> [DESCRIPTION OF THE TASK]:
Write out the material exactly. Do not include the pictures.

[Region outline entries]

════════════════════

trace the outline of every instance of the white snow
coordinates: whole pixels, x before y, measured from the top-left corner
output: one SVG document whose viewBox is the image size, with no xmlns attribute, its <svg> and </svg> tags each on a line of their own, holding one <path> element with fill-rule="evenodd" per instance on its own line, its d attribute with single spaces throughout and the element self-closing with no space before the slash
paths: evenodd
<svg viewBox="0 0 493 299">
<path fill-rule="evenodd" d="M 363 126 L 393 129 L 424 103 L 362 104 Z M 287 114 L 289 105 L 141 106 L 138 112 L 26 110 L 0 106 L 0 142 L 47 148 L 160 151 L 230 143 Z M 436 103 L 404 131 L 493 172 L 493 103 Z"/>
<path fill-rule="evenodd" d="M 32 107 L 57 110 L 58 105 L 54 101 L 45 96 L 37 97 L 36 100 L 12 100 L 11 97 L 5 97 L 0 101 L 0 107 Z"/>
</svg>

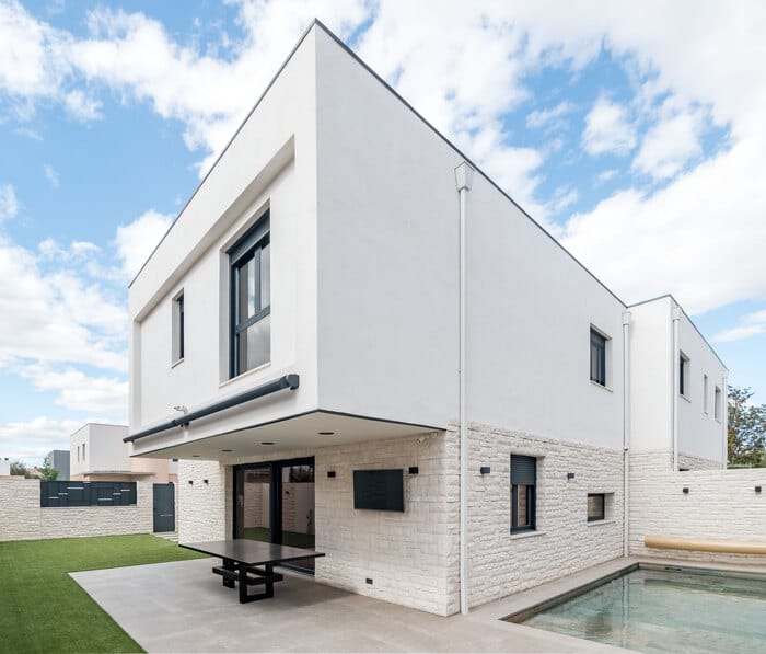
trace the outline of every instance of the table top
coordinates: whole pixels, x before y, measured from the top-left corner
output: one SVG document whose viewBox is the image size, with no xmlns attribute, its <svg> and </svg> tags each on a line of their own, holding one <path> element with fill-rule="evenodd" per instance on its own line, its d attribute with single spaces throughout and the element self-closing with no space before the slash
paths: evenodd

════════════════════

> [THE COMPLETED TASK]:
trace the outline of every instance of the white snow
coordinates: whole pixels, x before y, measured from the top-left corner
output: one SVG document whose viewBox is the image size, with no xmlns attribute, its <svg> and </svg> tags each on a line of their own, holding one <path> element with fill-rule="evenodd" per instance on its own line, its d attribute with single spaces throughout and the element self-closing with no space before the slash
paths: evenodd
<svg viewBox="0 0 493 299">
<path fill-rule="evenodd" d="M 363 126 L 393 129 L 424 103 L 362 104 Z M 287 114 L 289 105 L 141 106 L 138 112 L 26 110 L 0 106 L 0 142 L 47 148 L 160 151 L 230 143 Z M 436 103 L 404 131 L 493 172 L 493 103 Z"/>
<path fill-rule="evenodd" d="M 32 107 L 57 110 L 58 105 L 54 101 L 45 96 L 37 97 L 36 100 L 12 100 L 11 97 L 5 97 L 0 101 L 0 107 Z"/>
</svg>

trace the outline of every instance of the table top
coordinates: whole pixels, x before y, measured from the top-left corner
output: one SVG document whose viewBox is the image size, with no xmlns attribute, its <svg> and </svg> tags each on a line of their own, holding one <path> element with fill-rule="evenodd" per instance on its own line, its d attribute with single spaces throughout and the element self-closing with no space before the slash
paths: evenodd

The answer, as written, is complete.